Output exactly the lines from the one holding "Question. Identify every instance of the steep" through the final line of the entries.

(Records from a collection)
++++++++
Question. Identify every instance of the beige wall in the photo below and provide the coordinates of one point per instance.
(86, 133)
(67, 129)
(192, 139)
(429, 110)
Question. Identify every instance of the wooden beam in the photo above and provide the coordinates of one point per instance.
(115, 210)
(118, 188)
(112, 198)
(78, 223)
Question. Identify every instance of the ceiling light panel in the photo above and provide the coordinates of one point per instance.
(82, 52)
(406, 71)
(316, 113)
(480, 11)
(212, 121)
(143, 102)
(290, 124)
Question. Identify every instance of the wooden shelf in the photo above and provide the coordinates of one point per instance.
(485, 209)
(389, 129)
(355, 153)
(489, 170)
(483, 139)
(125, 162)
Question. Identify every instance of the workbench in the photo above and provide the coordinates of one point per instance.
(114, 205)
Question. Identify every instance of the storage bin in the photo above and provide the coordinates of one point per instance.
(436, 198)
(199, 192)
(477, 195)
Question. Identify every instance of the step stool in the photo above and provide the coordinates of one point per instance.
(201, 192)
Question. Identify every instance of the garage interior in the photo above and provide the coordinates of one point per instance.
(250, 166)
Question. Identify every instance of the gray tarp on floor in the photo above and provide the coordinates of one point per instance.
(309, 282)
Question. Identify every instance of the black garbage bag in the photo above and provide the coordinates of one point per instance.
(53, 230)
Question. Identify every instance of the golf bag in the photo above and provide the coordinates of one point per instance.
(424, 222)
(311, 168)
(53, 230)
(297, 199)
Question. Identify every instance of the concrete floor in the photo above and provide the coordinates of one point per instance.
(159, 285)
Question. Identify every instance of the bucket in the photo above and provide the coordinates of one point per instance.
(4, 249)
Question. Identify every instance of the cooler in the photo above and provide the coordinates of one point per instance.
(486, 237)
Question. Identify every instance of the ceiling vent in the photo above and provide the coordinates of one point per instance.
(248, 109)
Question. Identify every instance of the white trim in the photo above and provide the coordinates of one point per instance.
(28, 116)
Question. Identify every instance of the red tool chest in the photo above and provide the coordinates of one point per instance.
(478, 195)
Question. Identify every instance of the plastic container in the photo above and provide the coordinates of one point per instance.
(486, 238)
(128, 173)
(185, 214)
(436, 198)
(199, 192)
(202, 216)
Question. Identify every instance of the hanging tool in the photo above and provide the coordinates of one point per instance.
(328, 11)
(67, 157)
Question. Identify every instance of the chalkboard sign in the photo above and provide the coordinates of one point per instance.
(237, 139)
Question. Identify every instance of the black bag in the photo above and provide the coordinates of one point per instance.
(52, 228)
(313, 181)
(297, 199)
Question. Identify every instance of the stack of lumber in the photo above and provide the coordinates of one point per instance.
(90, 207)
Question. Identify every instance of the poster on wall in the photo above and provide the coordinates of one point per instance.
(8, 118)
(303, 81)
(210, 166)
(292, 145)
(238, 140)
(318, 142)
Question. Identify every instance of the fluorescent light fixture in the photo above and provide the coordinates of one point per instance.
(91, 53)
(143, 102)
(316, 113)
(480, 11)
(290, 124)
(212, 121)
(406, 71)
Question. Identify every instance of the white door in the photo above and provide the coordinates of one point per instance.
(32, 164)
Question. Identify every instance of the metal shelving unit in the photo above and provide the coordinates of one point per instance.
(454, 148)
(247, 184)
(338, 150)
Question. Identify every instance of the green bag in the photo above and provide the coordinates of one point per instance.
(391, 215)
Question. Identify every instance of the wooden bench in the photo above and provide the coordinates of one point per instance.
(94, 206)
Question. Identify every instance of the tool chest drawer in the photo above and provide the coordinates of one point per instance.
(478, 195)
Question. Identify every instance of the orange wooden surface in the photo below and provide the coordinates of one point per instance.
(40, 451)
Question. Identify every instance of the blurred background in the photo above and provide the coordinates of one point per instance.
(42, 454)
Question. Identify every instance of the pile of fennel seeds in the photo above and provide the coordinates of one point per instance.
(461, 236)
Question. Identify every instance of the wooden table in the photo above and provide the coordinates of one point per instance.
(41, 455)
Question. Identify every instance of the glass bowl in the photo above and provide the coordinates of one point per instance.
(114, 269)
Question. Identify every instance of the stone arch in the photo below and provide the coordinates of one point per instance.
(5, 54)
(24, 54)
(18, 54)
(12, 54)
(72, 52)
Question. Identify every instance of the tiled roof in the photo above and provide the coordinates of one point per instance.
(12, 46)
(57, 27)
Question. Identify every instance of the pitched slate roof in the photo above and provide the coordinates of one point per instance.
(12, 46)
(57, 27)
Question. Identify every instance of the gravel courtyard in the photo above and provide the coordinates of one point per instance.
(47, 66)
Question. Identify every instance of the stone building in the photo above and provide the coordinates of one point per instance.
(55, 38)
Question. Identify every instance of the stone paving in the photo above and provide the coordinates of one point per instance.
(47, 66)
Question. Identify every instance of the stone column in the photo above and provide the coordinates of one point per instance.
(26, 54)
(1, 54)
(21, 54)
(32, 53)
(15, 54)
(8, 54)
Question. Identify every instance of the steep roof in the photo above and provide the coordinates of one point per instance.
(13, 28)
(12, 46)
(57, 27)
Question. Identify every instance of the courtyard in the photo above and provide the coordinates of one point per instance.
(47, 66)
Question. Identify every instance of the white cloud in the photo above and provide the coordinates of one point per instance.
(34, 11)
++++++++
• [WRITTEN ANSWER]
Question. Identify every instance of the steep roof in the photo above and provide the coordinates of one point per instance.
(13, 28)
(12, 46)
(57, 27)
Question. Identify every instance of the courtyard in the photo above and provide the coordinates of one point per instance.
(47, 66)
Question. Identify every instance of the white cloud in the photo above and provide the coordinates of one point per instance.
(34, 11)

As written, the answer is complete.